**Extracted data entries**
━━━━━━━━━━

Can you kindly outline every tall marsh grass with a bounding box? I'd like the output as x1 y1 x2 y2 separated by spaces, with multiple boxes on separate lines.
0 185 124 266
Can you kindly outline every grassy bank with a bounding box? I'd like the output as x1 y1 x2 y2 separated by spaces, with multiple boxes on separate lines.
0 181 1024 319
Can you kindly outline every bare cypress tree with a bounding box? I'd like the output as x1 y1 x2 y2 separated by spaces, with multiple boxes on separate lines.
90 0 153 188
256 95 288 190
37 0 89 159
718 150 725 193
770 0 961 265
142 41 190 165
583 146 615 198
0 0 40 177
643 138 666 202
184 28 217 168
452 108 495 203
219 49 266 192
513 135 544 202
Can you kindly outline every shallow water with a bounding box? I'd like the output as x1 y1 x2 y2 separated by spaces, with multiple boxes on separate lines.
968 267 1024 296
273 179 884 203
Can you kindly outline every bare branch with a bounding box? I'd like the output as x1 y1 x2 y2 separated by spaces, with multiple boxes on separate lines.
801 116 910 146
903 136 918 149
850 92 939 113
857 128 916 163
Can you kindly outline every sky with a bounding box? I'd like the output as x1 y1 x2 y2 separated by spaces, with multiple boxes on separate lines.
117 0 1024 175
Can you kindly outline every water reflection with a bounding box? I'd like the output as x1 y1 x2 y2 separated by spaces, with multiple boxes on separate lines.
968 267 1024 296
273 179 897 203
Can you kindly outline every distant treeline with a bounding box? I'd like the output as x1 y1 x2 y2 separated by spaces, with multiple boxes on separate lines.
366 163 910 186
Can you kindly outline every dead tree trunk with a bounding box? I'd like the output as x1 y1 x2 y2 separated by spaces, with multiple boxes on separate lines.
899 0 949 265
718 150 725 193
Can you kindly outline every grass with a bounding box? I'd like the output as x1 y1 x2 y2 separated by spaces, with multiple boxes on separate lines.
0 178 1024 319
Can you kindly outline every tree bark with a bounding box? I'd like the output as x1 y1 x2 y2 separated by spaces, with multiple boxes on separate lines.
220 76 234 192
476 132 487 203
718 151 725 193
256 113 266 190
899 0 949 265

━━━━━━━━━━

**Stated task**
Reproduce verbatim the lines of the material above, from the line with "Can you kindly outline every grassy" to the line with "513 135 544 202", including both of those lines.

**Result for this exercise**
Can you kindly outline every grassy bank with a bounding box? I'd like the output as x1 y1 x2 y2 separated by spaces, with multiple boxes on separate lines.
0 181 1024 319
Can you kindly outline every bare cypress tree with a bounding box? I'd like the output as x1 y1 x2 y2 separated by spaces, with multiple boxes on separate lines.
90 0 153 188
256 95 288 190
37 0 89 159
718 150 725 193
770 0 961 265
142 41 190 165
583 146 615 198
0 0 40 177
643 138 666 202
184 28 217 168
452 108 495 203
219 49 266 192
513 135 544 202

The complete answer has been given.